*PASSAGE:*
** BEGIN **
As soon as the slaved transport locks to the wordclock, it is stable.
As soon as the slaved transport locks to the wordclock, it is stable.
I don't know if you have seen my thread on this stuff:
http://www.diyaudio.com/forums/digital-line-level/140232-slaving-audio-board-mck-dac-via-spdif.html
WARNING:
the circuit on the 1st post has an error the correct one is on this post:
http://www.diyaudio.com/forums/digi...io-board-mck-dac-via-spdif-5.html#post1909078
ciao
andrea
http://www.diyaudio.com/forums/digital-line-level/140232-slaving-audio-board-mck-dac-via-spdif.html
WARNING:
the circuit on the 1st post has an error the correct one is on this post:
http://www.diyaudio.com/forums/digi...io-board-mck-dac-via-spdif-5.html#post1909078
ciao
andrea
Thanks, so you do reclocking and not direct clock injection.
I still would like to know if there exist implementation where the divided DAC master clock is directly injected into the DAC chips, that would safe the flipflop.
About the synced / unsynced spdif:
The DAC master clock must be an integer multiple of the latch enable signal that enters the reclocker, which means the clocks in the DAC and in the transport must be synced.
So in a nonos DAC, each rising edge of the reclocked signal will be transferred by the reclocker after another 256 cycles of the 11,2896 MHz DAC master clock.
** END **
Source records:
** BEGIN **
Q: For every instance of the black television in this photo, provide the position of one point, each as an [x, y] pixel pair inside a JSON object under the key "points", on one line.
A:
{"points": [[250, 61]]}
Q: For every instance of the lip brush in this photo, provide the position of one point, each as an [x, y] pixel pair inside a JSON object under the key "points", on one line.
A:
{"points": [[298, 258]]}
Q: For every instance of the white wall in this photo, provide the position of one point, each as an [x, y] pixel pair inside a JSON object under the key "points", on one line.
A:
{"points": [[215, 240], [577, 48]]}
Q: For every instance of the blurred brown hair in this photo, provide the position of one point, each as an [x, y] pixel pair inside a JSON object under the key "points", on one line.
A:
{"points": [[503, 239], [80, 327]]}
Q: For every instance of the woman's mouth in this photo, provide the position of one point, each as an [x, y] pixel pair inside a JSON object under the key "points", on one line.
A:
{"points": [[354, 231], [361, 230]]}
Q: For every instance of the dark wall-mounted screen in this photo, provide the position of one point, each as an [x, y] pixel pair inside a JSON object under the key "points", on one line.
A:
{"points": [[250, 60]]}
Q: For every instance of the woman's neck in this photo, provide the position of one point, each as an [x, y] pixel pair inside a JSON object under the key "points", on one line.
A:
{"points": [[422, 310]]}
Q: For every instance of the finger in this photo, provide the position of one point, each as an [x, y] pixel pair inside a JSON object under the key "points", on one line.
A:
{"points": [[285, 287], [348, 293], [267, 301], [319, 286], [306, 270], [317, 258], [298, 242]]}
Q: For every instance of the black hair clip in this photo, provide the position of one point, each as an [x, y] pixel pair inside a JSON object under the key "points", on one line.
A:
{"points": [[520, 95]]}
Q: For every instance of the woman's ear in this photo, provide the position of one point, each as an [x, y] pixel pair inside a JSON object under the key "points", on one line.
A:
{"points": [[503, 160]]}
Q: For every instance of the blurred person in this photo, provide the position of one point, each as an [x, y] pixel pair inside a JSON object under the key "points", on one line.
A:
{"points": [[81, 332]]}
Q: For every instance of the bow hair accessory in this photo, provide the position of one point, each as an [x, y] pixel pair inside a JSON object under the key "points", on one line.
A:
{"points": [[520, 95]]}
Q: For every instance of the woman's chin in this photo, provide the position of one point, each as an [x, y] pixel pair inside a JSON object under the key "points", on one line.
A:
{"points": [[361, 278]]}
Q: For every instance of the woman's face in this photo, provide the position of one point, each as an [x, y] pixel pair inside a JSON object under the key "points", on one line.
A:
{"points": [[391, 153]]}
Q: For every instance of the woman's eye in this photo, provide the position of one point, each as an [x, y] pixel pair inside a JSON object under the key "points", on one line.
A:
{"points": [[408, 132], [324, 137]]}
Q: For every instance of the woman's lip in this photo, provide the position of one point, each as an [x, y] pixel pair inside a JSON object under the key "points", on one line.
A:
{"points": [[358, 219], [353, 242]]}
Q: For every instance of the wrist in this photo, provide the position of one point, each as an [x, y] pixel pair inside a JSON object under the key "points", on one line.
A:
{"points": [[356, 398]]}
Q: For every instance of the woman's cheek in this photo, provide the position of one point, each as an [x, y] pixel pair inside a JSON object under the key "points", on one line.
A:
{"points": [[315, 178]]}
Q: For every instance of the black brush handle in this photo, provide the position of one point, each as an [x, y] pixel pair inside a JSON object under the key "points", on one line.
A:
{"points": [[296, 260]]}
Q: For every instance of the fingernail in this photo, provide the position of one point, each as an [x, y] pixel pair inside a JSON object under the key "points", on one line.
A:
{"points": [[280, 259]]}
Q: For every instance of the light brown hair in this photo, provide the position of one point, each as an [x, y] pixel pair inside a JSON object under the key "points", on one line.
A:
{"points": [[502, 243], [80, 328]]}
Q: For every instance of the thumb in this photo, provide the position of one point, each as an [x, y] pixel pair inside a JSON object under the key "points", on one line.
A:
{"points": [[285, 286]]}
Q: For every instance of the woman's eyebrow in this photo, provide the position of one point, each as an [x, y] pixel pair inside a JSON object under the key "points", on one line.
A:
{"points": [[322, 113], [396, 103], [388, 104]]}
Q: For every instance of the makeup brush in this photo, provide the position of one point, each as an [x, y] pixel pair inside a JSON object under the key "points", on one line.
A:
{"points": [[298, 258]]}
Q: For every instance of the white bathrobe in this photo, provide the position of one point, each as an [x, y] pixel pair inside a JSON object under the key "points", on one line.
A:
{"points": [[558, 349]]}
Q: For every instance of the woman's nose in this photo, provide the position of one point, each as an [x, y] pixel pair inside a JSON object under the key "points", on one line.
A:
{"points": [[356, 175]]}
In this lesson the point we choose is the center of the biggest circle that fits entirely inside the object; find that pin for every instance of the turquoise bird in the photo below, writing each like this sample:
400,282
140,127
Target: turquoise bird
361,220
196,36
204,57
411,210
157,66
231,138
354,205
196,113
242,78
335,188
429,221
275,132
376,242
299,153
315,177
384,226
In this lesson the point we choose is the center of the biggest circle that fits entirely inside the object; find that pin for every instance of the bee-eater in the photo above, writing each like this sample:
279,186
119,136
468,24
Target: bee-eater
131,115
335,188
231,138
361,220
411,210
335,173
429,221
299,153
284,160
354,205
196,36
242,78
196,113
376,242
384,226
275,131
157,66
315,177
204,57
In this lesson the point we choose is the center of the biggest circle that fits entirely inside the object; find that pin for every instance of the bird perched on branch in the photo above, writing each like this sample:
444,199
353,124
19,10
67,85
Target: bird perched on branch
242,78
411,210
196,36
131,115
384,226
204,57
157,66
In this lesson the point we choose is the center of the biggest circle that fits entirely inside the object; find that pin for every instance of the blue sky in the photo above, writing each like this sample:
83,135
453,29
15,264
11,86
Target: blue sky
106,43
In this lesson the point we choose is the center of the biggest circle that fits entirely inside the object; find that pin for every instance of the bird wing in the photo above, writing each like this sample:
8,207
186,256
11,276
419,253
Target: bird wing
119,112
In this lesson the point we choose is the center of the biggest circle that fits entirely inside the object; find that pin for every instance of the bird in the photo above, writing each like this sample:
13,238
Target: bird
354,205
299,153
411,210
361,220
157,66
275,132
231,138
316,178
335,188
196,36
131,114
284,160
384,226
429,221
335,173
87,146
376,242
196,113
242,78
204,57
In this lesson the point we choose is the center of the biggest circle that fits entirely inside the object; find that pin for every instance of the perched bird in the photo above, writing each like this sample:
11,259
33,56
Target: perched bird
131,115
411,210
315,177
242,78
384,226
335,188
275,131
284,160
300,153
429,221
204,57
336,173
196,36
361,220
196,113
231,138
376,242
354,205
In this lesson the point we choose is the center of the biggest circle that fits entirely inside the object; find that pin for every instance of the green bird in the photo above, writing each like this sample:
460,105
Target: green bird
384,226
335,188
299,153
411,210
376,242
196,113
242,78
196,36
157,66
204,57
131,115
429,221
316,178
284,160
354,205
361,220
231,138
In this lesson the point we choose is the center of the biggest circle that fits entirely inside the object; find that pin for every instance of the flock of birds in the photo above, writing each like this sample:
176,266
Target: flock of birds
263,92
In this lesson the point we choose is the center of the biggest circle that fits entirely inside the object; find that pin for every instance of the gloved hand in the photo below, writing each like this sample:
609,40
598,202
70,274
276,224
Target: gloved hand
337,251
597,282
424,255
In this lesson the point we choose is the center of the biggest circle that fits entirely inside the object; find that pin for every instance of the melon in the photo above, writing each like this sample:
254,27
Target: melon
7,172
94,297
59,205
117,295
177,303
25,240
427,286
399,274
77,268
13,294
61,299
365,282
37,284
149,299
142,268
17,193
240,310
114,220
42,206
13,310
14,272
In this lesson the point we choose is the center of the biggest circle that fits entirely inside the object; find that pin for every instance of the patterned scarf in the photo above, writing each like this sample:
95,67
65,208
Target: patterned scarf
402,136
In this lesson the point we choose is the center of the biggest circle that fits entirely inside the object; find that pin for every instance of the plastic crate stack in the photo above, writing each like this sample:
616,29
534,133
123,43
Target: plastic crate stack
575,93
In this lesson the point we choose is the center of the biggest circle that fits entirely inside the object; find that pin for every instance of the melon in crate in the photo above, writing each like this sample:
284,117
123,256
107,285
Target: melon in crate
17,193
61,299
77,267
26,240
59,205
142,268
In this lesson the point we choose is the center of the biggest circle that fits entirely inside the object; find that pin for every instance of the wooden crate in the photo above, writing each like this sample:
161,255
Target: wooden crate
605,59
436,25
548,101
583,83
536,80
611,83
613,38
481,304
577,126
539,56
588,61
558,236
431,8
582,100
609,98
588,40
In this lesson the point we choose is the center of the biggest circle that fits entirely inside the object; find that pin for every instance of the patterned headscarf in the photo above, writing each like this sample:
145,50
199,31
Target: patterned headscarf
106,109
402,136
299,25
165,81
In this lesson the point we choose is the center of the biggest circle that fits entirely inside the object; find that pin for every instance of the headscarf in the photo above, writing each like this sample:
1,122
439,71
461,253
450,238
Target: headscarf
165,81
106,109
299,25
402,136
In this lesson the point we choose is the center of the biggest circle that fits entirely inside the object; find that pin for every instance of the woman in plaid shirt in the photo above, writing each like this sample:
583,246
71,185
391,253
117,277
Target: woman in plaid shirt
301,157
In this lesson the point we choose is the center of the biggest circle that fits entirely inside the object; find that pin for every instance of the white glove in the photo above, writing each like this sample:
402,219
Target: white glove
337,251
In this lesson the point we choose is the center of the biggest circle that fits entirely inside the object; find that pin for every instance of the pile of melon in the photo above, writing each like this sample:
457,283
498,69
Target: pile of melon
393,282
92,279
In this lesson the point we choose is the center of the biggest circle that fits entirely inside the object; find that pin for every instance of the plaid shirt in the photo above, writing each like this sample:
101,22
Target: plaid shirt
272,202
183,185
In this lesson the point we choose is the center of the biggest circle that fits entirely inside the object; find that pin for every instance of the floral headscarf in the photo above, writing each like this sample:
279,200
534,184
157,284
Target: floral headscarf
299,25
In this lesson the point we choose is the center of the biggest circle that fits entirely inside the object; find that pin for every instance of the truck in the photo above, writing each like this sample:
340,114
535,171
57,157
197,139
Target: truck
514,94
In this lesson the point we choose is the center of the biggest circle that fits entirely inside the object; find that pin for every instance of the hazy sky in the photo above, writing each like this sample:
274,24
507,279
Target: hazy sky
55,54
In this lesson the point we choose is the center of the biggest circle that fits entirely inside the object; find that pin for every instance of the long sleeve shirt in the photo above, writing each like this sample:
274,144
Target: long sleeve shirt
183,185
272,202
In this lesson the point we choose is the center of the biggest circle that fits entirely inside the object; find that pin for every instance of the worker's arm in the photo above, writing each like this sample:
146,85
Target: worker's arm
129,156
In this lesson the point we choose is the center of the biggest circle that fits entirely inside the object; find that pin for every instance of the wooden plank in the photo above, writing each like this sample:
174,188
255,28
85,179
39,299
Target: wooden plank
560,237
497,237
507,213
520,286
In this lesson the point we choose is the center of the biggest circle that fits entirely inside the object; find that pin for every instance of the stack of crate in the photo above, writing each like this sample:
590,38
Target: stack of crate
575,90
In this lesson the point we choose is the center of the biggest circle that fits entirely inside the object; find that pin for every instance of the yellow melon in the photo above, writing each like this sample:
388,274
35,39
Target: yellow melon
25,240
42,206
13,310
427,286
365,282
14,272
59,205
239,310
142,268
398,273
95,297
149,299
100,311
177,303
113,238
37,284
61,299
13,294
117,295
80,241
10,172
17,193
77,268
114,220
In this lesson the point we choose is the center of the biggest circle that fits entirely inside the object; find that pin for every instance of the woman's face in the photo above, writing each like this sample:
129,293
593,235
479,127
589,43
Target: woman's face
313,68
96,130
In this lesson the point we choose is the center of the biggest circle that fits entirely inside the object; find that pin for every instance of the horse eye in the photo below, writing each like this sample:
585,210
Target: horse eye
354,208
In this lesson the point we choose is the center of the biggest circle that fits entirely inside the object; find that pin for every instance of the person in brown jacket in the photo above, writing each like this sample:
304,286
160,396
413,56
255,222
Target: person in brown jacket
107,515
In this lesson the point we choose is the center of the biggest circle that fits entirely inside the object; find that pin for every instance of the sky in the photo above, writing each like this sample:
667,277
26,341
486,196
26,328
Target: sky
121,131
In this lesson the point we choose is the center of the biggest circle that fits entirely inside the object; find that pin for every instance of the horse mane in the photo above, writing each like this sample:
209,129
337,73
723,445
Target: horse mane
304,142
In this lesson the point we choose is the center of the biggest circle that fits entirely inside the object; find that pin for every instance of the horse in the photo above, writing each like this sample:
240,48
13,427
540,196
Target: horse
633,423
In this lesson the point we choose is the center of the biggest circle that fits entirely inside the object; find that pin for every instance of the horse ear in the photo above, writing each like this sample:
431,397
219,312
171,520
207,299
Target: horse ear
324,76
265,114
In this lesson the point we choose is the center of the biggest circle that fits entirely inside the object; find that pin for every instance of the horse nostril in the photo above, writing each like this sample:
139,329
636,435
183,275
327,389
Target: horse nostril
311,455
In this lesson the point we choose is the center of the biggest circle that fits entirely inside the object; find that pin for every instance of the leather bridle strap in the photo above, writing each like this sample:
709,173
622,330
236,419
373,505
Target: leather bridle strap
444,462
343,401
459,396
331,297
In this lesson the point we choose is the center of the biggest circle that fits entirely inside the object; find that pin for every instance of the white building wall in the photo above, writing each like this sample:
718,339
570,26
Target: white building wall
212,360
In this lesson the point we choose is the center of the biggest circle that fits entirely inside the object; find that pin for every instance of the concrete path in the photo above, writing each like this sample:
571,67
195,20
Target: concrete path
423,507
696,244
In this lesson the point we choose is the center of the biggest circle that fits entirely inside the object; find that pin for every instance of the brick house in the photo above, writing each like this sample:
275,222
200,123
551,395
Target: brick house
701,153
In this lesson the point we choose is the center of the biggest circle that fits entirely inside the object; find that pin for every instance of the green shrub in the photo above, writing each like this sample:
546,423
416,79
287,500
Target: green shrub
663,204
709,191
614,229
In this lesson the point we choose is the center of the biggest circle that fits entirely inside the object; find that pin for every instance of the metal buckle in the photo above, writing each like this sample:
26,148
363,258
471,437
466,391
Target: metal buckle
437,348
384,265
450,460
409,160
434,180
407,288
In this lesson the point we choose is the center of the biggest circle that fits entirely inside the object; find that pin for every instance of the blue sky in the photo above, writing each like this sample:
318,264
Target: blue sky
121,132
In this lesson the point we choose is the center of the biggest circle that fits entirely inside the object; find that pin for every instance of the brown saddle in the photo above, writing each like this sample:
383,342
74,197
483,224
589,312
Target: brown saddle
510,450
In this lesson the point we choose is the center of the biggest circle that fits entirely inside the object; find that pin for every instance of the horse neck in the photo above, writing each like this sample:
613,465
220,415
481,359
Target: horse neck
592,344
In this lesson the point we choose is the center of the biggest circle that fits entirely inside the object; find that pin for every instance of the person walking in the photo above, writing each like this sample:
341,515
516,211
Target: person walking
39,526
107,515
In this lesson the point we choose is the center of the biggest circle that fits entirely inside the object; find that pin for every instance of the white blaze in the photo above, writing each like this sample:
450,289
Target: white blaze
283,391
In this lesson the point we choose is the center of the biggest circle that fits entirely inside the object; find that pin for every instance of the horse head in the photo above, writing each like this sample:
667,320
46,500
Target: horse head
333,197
** END **
*TO DO:*
1 – Reproduce the part of the thread starting at "I still would" and ending at "must be synced.", word for word.
2 – Answer these questions from the thread:
(a) According to the warning, which post contains a circuit with an error?
(b) The DAC master clock must be an integer multiple of which signal?
(c) What frequency is given for the DAC master clock in the nonos DAC?

*FULL ANSWERS:*
1 –
I still would like to know if there exist implementation where the divided DAC master clock is directly injected into the DAC chips, that would safe the flipflop.
About the synced / unsynced spdif:
The DAC master clock must be an integer multiple of the latch enable signal that enters the reclocker, which means the clocks in the DAC and in the transport must be synced.

2 –
(a) The 1st post.
(b) The latch enable signal that enters the reclocker.
(c) 11,2896 MHz.